▸ **Given exercise**
Write out each line of the material below as a numbered list, skipping blank lines and omitting the pictures.

▸ **Provided entries**
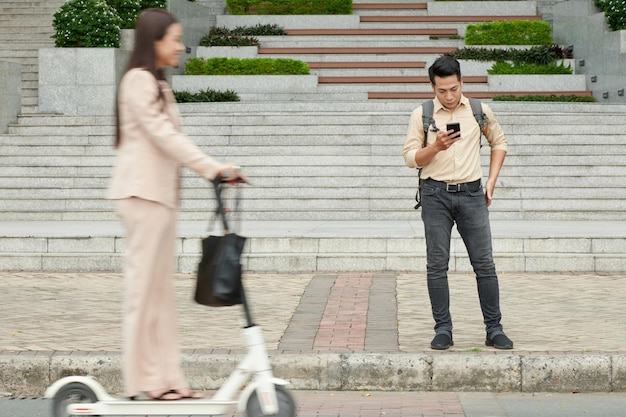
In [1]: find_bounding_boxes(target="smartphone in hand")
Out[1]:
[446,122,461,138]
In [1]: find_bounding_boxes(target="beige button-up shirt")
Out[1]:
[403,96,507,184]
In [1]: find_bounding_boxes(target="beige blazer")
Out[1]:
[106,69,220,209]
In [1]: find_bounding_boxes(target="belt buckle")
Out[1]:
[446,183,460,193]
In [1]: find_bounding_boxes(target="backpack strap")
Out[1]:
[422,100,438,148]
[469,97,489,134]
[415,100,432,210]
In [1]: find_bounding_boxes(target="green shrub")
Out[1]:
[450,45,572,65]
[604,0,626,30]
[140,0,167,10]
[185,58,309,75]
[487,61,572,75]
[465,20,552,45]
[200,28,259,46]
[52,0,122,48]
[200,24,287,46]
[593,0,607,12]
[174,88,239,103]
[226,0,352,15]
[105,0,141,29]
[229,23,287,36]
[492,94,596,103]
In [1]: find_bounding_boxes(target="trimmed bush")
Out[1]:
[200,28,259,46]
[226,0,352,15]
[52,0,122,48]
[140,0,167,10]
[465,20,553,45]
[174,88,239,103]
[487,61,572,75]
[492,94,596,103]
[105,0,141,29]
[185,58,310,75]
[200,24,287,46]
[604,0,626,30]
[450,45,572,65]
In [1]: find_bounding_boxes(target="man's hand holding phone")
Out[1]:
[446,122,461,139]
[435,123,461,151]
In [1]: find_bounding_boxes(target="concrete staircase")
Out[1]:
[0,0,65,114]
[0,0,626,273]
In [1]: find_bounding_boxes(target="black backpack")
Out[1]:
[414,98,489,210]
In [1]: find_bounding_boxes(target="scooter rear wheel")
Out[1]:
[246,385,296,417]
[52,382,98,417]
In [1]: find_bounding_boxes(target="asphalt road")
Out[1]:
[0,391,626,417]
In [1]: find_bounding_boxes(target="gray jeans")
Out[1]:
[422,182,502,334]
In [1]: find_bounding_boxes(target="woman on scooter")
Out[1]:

▸ **Exercise result**
1. In [1]: find_bounding_boxes(target="smartphone in hand")
2. Out[1]:
3. [446,122,461,138]
4. In [1]: find_bounding_boxes(target="beige button-up shirt")
5. Out[1]:
6. [403,96,507,184]
7. In [1]: find_bounding_boxes(target="beige blazer")
8. Out[1]:
9. [106,69,220,209]
10. In [1]: find_bounding_boxes(target="belt buckle")
11. Out[1]:
12. [446,183,460,193]
13. In [1]: find_bounding_boxes(target="backpack strap")
14. Out[1]:
15. [422,100,438,148]
16. [469,97,489,134]
17. [415,100,432,210]
18. In [1]: find_bounding_boxes(target="green shrub")
19. Out[1]:
20. [450,45,572,65]
21. [604,0,626,30]
22. [140,0,167,10]
23. [185,58,309,75]
24. [487,61,572,75]
25. [465,20,552,45]
26. [200,28,259,46]
27. [52,0,122,48]
28. [200,24,287,46]
29. [593,0,607,12]
30. [174,88,239,103]
31. [226,0,352,15]
32. [105,0,141,29]
33. [229,23,287,36]
34. [492,94,596,103]
35. In [1]: find_bounding_boxes(target="trimmed bush")
36. Out[1]:
37. [200,28,259,46]
38. [226,0,352,15]
39. [52,0,122,48]
40. [140,0,167,10]
41. [465,20,553,45]
42. [174,88,239,103]
43. [487,61,572,75]
44. [492,94,596,103]
45. [105,0,141,29]
46. [185,58,310,75]
47. [200,24,287,46]
48. [604,0,626,30]
49. [450,45,572,65]
50. In [1]: find_bounding_boxes(target="man's hand holding phone")
51. Out[1]:
52. [446,122,461,139]
53. [435,123,461,151]
54. In [1]: find_bounding_boxes(target="concrete staircase")
55. Out[1]:
56. [0,0,65,114]
57. [0,0,626,273]
58. In [1]: find_bounding_boxes(target="black backpack")
59. Out[1]:
60. [414,98,489,210]
61. In [1]: find_bounding_boxes(target="scooter rear wheel")
62. Out[1]:
63. [246,385,296,417]
64. [52,382,98,417]
65. In [1]: find_bounding_boxes(target="asphalt road")
66. Out[1]:
67. [0,391,626,417]
68. In [1]: find_bounding_boxes(target="gray jeans")
69. Out[1]:
70. [422,182,502,334]
71. In [1]: find_bounding_boxes(target="woman on scooter")
72. Out[1]:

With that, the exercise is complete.